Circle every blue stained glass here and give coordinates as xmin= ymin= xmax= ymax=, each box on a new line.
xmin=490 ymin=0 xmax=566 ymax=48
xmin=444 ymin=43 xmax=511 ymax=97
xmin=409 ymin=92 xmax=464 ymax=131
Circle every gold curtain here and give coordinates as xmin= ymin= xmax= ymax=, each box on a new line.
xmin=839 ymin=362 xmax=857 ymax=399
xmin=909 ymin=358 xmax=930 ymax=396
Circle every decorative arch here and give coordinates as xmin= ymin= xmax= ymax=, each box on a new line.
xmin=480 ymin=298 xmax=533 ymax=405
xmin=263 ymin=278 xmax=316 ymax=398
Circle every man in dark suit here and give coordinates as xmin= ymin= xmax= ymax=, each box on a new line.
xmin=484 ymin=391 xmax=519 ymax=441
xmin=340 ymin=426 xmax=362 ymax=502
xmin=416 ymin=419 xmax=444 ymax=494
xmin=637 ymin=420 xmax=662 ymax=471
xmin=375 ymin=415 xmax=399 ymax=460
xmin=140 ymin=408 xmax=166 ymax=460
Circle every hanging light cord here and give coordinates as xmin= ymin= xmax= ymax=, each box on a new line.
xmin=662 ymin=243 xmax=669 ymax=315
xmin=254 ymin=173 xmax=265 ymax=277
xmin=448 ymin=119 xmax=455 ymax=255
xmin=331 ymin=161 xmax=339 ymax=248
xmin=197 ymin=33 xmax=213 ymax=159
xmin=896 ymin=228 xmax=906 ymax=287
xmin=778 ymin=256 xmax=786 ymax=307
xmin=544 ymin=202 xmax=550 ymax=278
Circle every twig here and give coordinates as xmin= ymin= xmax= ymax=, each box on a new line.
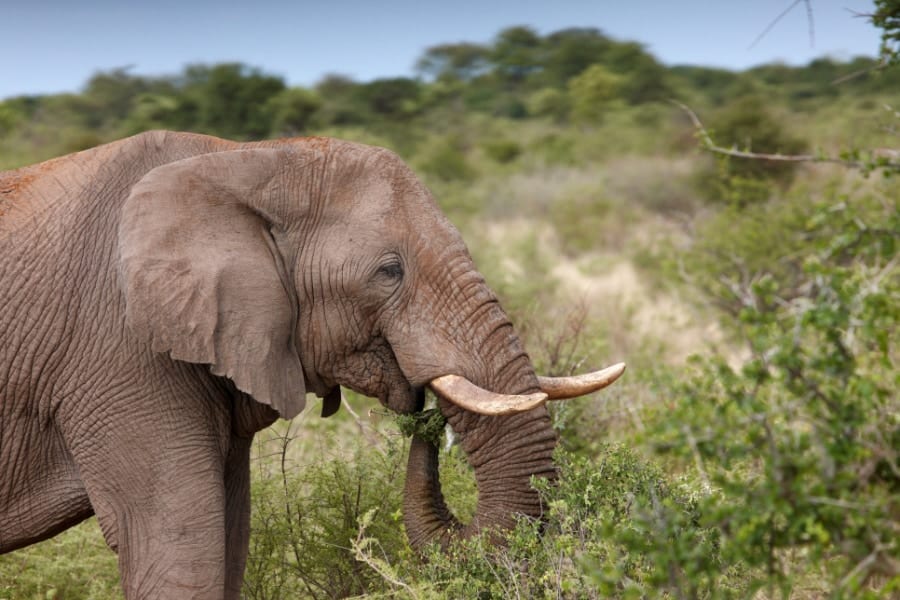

****

WORK TO COMPLETE: Pictures stay out; reproduce exactly the lines from the one containing "Circle every hanging" through the end of the data.

SOLUTION FOR THIS PROBLEM:
Circle every hanging light cord here and give coordinates as xmin= ymin= xmax= ymax=, each box on a new line.
xmin=662 ymin=243 xmax=669 ymax=315
xmin=254 ymin=173 xmax=265 ymax=277
xmin=448 ymin=119 xmax=455 ymax=255
xmin=331 ymin=161 xmax=339 ymax=248
xmin=197 ymin=33 xmax=213 ymax=159
xmin=896 ymin=228 xmax=906 ymax=287
xmin=778 ymin=256 xmax=786 ymax=307
xmin=544 ymin=202 xmax=550 ymax=278
Circle every twig here and give coordinates as xmin= ymin= xmax= ymax=, each box on a new line.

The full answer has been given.